Entries taken from a collection
____

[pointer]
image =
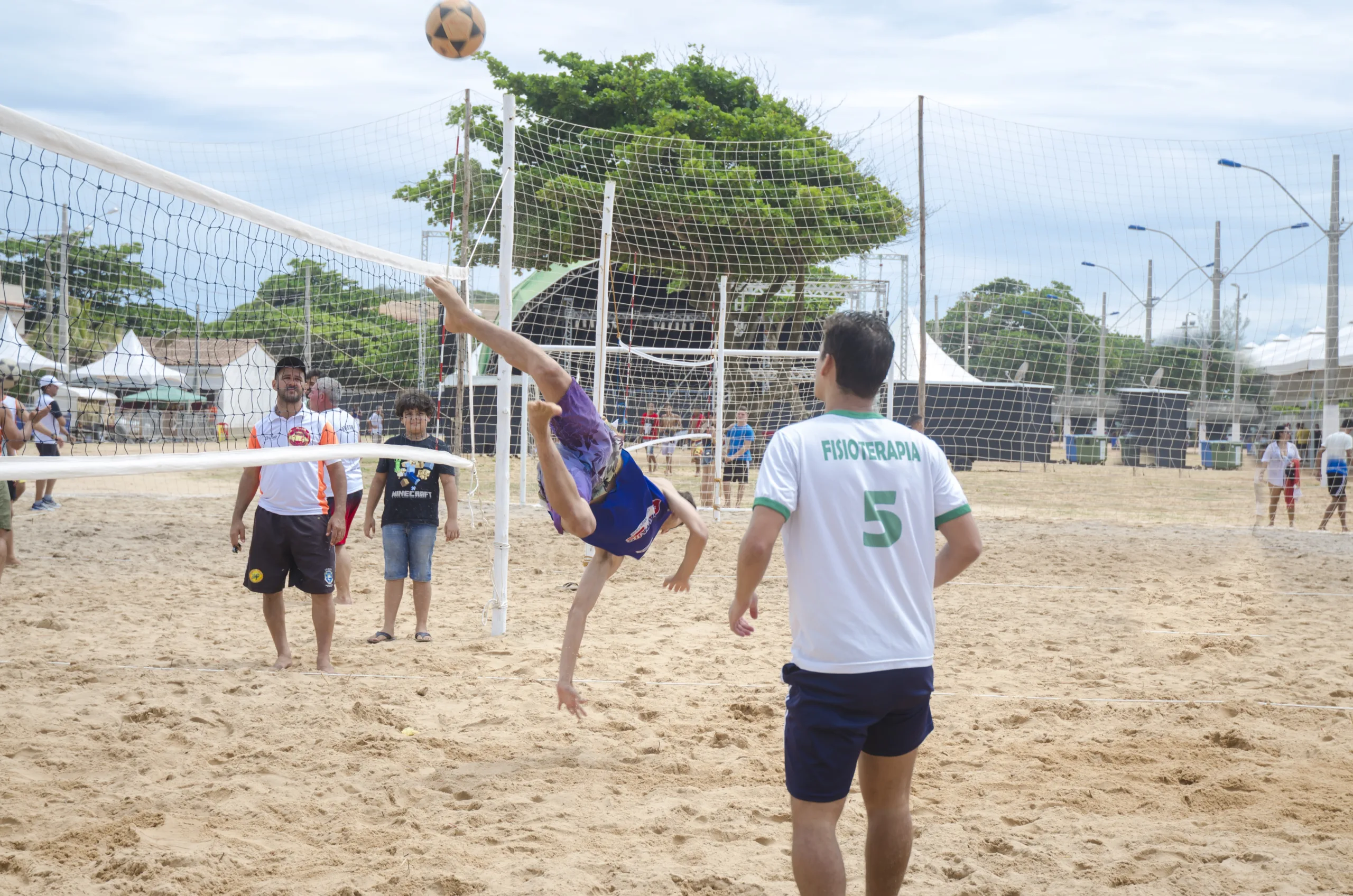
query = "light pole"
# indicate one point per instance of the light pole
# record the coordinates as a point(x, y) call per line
point(1330, 412)
point(1217, 275)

____

[AIM OF THE TASK]
Output the entries exactly as they appear, with no pictures included.

[EXERCISE RESPONSE]
[pointer]
image =
query = "light pole"
# indicate one point per instance of the light pole
# record the coordinates as a point(x, y) call per line
point(1330, 412)
point(1217, 275)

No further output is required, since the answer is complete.